- **Supplied passage**:
Assume that B = W ′ for some W ∉ Z . Due to how D was constructed, necessarily Q = W ″ . Now, since W ′ ∈ d ( Z ) , there exists a directed path δ in D from Y ″ to U ′ for some U ∈ Z , such that δ does not intersect X ′ or X ″ for X ∈ Z ⧹ { U } and such that W ′ lies on δ . But δ has to go through W ″ to reach U ′ and this implies that W ″ ∈ d ( Z ) , which contradicts the assumption that W ″ = Q ∈ d ( Z ) ¯ .
Next consider the case that B = W ″ for some W ∈ Z . This cannot happen, since as we argued before, if W ∈ Z then W ′ ∈ d ( Z ) and W ″ ∉ d ( Z ) .
Finally, consider the case B = W ″ for some W ∉ Z . Then, due to how D was constructed, Q = U ′ for some U . Since Q = U ′ ∉ d ( Z ) then U ∉ Z . Now, since W ″ ∈ d ( Z ) , there exists a directed path δ in D from Y ″ to W ″ , and hence to U ′ , that does not intersect X ′ or X ″ for X ∈ Z . In particular, this implies that there is a path η connecting U and Y in ℋ 1 that does not intersect any vertices in Z . Let ν be a path connecting U and A in ℋ 1 . Since Z is a separator in ℋ 1 , ν has to intersect Z . Let R be the vertex in Z that lies closest to U in ν . The sub-path of ν that goes from U to R corresponds to a directed path κ from U ′ to R ′ in D . Joining δ and κ we obtain a directed path from Y ″ to R ′ that does not intersect X ′ or X ″ for X ∈ Z ⧹ { R } . Since U ′ lies on that path, we obtain that Q = U ′ ∈ d ( Z ) , which is a contradiction.

We have thus shown that ( B , Q ) ∈ { ( W ′ , W ″ ) : W ∈ Z } , finishing the proof of the lemma.□

Lemma 4

There exists a cut in D with finite capacity.

Proof

Let

S = { Y ′ , Y ″ } ∪ { W ′ : W ≠ A } .

This is a set of vertices of D that contains Y ″ and does not contain A ′ and hence it is a cut. Its capacity is given by the sum of the capacities of all internal edges, except Y ′ → Y ″ and A ′ → A ″ . Since these edges all have finite capacity, the capacity of S is finite, which is what we wanted to show.□

We are now ready to prove Proposition 1.

Proof of Proposition 1

We begin with the proof of the first assertion. d ( Z ) contains Y ″ by definition. We will show it does not contain A ′ , which will prove that d ( Z ) is a cut. Suppose for the sake of contradiction that A ′ ∈ d ( Z ) . Then there exists a directed path in D from Y ″ to A ′ that does not intersect any vertices W ′ or W ″ for W ∈ Z . This implies that there exists a path in ℋ 1 connecting Y to A that does not intersect Z , which contradicts the assumption that Z is a separator in ℋ 1 . Thus, d ( Z ) is a cut. The fact that k ( d ( Z ) ) = c ( Z ) follows from Lemma 3.

- **Task prompt**: Please retype the proof excerpt word for word, from "We are now ready" up to and including "from Lemma 3.".

- **Recorded data**:
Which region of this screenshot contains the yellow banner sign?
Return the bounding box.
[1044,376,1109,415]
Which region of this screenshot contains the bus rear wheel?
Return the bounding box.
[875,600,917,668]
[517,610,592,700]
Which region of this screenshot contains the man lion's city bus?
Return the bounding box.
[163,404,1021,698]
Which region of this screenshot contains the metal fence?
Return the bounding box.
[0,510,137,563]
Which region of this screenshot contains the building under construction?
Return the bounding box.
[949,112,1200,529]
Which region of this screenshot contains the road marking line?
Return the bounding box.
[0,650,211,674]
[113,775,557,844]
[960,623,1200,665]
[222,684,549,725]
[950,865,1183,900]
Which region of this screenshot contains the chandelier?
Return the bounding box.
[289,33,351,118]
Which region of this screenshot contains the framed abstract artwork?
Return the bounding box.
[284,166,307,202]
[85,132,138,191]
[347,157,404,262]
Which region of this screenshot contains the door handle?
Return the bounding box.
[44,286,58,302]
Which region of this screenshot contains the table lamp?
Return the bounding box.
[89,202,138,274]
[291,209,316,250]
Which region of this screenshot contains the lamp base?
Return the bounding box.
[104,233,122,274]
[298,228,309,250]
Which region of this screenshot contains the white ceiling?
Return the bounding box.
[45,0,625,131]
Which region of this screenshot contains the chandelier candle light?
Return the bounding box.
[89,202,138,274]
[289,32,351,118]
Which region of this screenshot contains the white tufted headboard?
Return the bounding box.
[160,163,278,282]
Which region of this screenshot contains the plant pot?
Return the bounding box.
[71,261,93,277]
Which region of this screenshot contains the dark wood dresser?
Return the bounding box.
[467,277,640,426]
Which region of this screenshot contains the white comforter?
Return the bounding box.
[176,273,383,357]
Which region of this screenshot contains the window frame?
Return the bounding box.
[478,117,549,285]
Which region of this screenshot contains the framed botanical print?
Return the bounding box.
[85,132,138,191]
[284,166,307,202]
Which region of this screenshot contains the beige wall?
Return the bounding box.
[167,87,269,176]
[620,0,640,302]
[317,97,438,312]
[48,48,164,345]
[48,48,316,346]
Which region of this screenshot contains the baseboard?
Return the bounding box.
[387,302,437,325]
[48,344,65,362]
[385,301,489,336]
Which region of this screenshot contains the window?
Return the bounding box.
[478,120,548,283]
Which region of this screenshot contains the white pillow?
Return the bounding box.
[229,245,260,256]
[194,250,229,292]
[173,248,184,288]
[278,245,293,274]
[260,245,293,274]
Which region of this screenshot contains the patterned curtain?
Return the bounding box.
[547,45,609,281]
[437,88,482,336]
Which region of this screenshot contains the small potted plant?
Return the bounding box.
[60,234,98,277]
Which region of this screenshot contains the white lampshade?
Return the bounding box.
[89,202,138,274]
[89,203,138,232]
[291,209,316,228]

- **Full solution**:
We are now ready to prove Proposition 1.

Proof of Proposition 1

We begin with the proof of the first assertion. d ( Z ) contains Y ″ by definition. We will show it does not contain A ′ , which will prove that d ( Z ) is a cut. Suppose for the sake of contradiction that A ′ ∈ d ( Z ) . Then there exists a directed path in D from Y ″ to A ′ that does not intersect any vertices W ′ or W ″ for W ∈ Z . This implies that there exists a path in ℋ 1 connecting Y to A that does not intersect Z , which contradicts the assumption that Z is a separator in ℋ 1 . Thus, d ( Z ) is a cut. The fact that k ( d ( Z ) ) = c ( Z ) follows from Lemma 3.